=== PASSAGE SHOWN ===
Did you know that plastic never goes away? The plastic in that disposable fork from lunch will exist forever because I didn’t want to keep track of a real piece of silverware. Wow! All of that, just for one little meal.

Yes, plastic can be recycled if—IF—

  • facilities exist for recycling that particular type of plastic
  • there is a market for whatever that particular type of plastic can be recycled into (It is not a 1:1 re-creation: a plastic drink bottle cannot become a new plastic drink bottle.)
  • the item actually makes it to a recycling facility and not a landfill. (How much plastic actually gets recycled: think about broken toys, old synthetic fiber clothing, disposable forks, etc.)

But, recycling plastic is not a simple, clean solution. It takes tremendous energy in terms of shipping the recyclables, re-processing the plastic down, re-production of a new item, and re-shipping. Each one of those steps uses additional energy and creates additional pollution, all because I had a quick need.
=== RECORDED DATA ===
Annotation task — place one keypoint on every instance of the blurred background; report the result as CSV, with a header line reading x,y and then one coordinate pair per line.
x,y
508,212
===
• WRITTEN TASK 1
Please reproduce the plastic recycling passage from "Did you know" to "disposable forks, etc.)".
• WRITTEN TASK 2
According to the plastic recycling passage, what can a plastic drink bottle not be recycled into?
The listing is separate material from the plastic recycling passage.

• FULL RESPONSE 1
Did you know that plastic never goes away? The plastic in that disposable fork from lunch will exist forever because I didn’t want to keep track of a real piece of silverware. Wow! All of that, just for one little meal.

Yes, plastic can be recycled if—IF—

  • facilities exist for recycling that particular type of plastic
  • there is a market for whatever that particular type of plastic can be recycled into (It is not a 1:1 re-creation: a plastic drink bottle cannot become a new plastic drink bottle.)
  • the item actually makes it to a recycling facility and not a landfill. (How much plastic actually gets recycled: think about broken toys, old synthetic fiber clothing, disposable forks, etc.)

• FULL RESPONSE 2
A new plastic drink bottle.